▶ EXERCISE PASSAGE:

Segment Open

An $11 million recreation center would be located near the future home of Colorado Northwestern Community College in Craig, assuming the project wins taxpayer support.
The recreation center's steering committee Tuesday unanimously approved building at the 100-acre CNCC location -- an option costing $208,000 more than refurbishing the old Country General building on West Victory Way.
Building at the CNCC site, on land purchased by the college for future expansion, would carry a price tag of $10,832,900 versus $10,624,000 projected at Country General, according to costs presented Tuesday by Sink Combs Dethlefs, an architectural firm hired by the committee to explore local recreation center options.
Dave Pike, the city's Parks and Recreation Department director, said comparable costs swayed the committee toward having something new.
"You put up a new building and it's going to last longer," Pike said. "If it would have been half the cost, I think we might have gone forward with the Country General site."
Shared costs and infrastructure at the college's future home off Moffat County Road 7 factored into the decision, committee members said.
"Our students must have a physical education credit to transfer into four-year colleges or universities," said Dean Hollenbeck, CNCC vice president. "If you really wanted to dream you could look at a shooting team or a swim team. All these possibilities jump up."
The city of Craig and CNCC would split some $1,400,000 in site and utility development costs on the land, which also is considered a possible home for The Memorial Hospital.
Tuesday's site selection was the next step in a process that could ultimately result in a still-undefined ballot question to build a recreation center of some 50,000-plus square feet.
The steering committee said it wants to pin down exactly what amenities and programs residents want in the building at a public meeting scheduled for 7 p.m., March 12, at The Center of Craig.
A final product to present to voters is hoped to come out of next month's meeting.
"We're still at a conceptual point where everybody should throw their two cents in," Pike said. "We want to get a good majority of what the community wants in this facility, but there's only so much our users can pay and the voters are willing to approve."

Segment Closed

▶ WHAT TO DO:
• a. Copy from the Craig recreation center article, word for word, the part from "The city of" up to and including "50,000-plus square feet.".
• b. Continue the article about the Craig recreation center from the point where it stops.

▶ MATERIAL SUPPLIED:
Segment Open

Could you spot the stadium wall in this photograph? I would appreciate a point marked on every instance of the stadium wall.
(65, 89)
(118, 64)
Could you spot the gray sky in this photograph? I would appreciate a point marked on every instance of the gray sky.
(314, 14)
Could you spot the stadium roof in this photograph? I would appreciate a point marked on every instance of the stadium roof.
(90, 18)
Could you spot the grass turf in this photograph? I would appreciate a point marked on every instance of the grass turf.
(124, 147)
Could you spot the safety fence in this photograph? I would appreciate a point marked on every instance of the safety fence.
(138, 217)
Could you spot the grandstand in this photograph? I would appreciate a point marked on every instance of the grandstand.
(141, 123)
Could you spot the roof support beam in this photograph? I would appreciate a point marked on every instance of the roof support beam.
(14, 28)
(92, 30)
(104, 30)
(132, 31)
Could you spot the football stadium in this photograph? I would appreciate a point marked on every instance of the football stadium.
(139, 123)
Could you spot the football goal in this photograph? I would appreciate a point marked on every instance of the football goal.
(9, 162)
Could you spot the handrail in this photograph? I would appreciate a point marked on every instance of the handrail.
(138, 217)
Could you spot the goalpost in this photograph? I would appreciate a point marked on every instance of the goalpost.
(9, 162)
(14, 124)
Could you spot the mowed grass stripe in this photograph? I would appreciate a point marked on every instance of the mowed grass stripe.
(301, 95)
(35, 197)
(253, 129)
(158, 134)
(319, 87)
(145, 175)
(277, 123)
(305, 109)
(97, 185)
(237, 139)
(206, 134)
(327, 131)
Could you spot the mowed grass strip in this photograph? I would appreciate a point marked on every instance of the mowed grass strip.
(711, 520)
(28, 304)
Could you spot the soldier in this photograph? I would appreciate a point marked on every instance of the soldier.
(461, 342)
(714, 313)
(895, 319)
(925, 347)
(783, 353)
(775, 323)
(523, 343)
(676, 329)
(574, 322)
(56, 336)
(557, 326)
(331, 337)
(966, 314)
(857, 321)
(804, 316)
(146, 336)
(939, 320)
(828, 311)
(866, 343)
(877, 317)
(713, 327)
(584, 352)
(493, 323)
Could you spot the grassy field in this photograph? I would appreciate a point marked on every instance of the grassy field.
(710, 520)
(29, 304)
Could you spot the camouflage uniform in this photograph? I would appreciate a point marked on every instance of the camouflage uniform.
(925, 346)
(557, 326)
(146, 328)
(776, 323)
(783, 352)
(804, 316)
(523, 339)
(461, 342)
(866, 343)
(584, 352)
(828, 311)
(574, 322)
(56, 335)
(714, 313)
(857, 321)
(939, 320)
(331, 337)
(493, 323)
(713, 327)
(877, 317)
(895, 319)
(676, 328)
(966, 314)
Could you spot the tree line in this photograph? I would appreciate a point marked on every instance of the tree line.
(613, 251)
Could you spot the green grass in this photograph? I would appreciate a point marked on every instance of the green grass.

Segment Closed

▶ SET OF ANSWERS:
• a.
The city of Craig and CNCC would split some $1,400,000 in site and utility development costs on the land, which also is considered a possible home for The Memorial Hospital.
Tuesday's site selection was the next step in a process that could ultimately result in a still-undefined ballot question to build a recreation center of some 50,000-plus square feet.

• b.
Leisure and lap pools, a gymnasium, fitness center, racquetball, meeting rooms, child care and an indoor shooting range are included in current conceptual plans for a two-level, 52,000-square-foot facility.
Several committee members Tuesday suggested tweaking those designs -- accommodating bleachers for spectators at possible swimming or wrestling events. Others pushed for the inclusion of a climbing wall and a walking track -- amenities supported by the community in pervious surveys.
"We don't want to duplicate amenities which already exist," said County Commissioner Darryl Steele, noting meeting rooms proposed on the center's second level.
With total costs pushing $11 million, tax dollars might be stretched too thin to accommodate all wants, Pike said.
Items such as an indoor track -- alone a $300,000 added component -- might have to be phased in.
"We can't afford more than that ($11 million)," he said. "If anything, I foresee us trying to whittle this down a little bit to get it more affordable."
Committee members aim to fund the bulk of the project through a voter-approved sales tax increase or the creation of a use tax, state and foundation grants dollars, and community donations.
Shared costs and facilities at the CNCC site could potentially pull more significant grant monies, Pike said.
"They're going to look at that," he said. "Everybody's trying to get that dollar."
Architects were asked to bring firmer numbers to March's public meeting.
"They're going to want to know how much more this means in taxes," said Pres Askew, a citizen at-large steering committee member.